Your task
Carry on the article on poor diet and global health from the point where it stops, and leave the entries below it untouched.
START Extract
Julian Tineo | The Ticker

With the rise of sugar-filled foods this past decade, health is an increasingly major concern to the average person. In 2004, McDonald’s supersized menu items were denounced for their high sodium and calorie count, eventually getting taken off the menu.

One in five people die from poor nutrition, according to an article from The New York Times. Poor nutrition, according to a research study funded by the Bill & Melinda Gates Foundation, leads to cardiovascular diseases, cancer and diabetes. The study was carried out over a period of over 27 years, and observed the average food consumption of adults 25 years or older in 195 countries.

The study used disability-adjusted life-years to calculate the impact diseases had on death counts from poor diet. A DALY is a year taken off a person’s lifespan that they would normally have had the person led a healthy life.

The Global Burden of Diseases, Injuries, and Risk Factors Study is a group dedicated to deciding the best planetary health diets by analyzing mortality rates based on dietary risks. In 2017, the GBD reported low amounts of consumption on beneficial foods like nuts, fish, whole grains and milk.

Instead there was a large consumption of processed red meats, sugary foods and sodium. Globally, the GBD recorded “11 million deaths and 255 million disability-adjusted life years.”
END Extract
START Dataset extract
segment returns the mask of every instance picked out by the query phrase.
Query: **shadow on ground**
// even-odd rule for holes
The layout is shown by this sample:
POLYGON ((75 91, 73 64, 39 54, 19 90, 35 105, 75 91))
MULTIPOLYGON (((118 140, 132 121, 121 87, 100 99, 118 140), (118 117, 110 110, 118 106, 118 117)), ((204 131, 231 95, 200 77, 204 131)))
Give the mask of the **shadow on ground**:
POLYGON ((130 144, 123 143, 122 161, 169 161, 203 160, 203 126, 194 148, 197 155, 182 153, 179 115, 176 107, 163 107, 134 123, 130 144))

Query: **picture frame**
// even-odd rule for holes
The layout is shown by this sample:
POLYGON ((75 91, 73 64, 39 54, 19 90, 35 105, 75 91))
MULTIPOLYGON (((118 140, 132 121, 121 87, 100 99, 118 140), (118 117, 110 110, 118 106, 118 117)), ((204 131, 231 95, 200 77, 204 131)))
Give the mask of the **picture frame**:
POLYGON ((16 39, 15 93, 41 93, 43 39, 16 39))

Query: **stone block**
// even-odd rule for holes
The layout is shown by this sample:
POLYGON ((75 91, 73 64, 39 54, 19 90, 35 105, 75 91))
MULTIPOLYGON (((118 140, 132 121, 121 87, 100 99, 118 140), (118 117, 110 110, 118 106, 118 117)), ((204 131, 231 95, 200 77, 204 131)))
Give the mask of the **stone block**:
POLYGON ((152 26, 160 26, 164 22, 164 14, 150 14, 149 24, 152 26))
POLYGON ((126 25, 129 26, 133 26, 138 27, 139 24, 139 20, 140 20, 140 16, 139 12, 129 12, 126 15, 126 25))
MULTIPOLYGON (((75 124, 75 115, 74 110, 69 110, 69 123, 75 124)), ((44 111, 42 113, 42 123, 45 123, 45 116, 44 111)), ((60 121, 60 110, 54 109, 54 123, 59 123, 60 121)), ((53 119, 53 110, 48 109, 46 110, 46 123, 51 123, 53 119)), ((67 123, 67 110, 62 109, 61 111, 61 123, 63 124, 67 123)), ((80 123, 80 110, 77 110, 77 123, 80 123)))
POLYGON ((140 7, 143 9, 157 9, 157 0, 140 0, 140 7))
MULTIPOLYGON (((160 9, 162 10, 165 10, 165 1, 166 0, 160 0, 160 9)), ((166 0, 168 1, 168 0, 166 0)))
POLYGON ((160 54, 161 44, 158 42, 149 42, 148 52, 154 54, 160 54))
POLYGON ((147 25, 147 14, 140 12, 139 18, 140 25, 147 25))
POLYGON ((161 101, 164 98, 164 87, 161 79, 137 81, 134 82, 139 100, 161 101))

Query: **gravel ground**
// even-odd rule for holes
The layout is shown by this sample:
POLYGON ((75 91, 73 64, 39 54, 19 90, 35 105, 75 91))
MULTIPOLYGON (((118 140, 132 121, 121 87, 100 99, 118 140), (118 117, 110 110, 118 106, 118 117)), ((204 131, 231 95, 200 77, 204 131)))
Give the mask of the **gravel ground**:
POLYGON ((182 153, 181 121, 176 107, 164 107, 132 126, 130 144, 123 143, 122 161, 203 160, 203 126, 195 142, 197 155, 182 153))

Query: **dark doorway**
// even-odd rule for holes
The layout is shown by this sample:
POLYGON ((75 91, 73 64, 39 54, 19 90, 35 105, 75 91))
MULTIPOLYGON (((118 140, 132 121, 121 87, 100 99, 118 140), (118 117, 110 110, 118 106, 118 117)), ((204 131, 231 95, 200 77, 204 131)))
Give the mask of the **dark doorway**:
END Dataset extract
Expected answer
Papua New Guinea, Afghanistan and the Marshall Islands have been recorded as having the worst health diets and most deaths because of it. Researchers found a correlation between low income and low intake of fruits and vegetables. For many countries, fast food is cheaper than healthy greens, grain, nuts and fish.

Cheap packaged foods are more prominent in countries like Brazil. Packaged foods have, for the most part, replaced what is called dietary diversity with the expansion of food companies. Food companies like Nestle are spreading globally, trying to replace traditional food with their products. Brazilian customers find ready-to-eat food more appealing than traditional food because of their accessibility and quick consumption.

Packaged foods lack nutrients; as the Nestle head of global product technology Sean Westcott put it, “It’s all about taste in the end.”  Nutrients are not considered in the development of packaged products, which ultimately harms the consumers.

Many countries were found to have a diet that corresponds with their geographical location. Asian countries were recorded to have a high fish diet based on the availability of bodies of water. Fish is rich in omega fatty acids, which helps prevent heart disease, one of the most prevalent causes of death worldwide.

The GBD recorded the United States as having the 43rd worst diet. In 2014, New York City’s Mayor Michael Bloomberg’s ban on big sugary drinks was rejected by the state court. The ban would have stopped the selling and purchasing of drinks larger than 16 ounces. Many soft drink companies rejoiced at this action as it gave way to continue the sale of big drinks.

In its concluding statements, the GBD argued that people instead of ceasing their consumption of unhealthy foods should instead focus on implementing healthier foods in their diets. The GBD believed that it is too hard to give up many people’s eating habits, which is cause for concern, but in response to this, eating fruits and vegetables can counteract things like high sodium count.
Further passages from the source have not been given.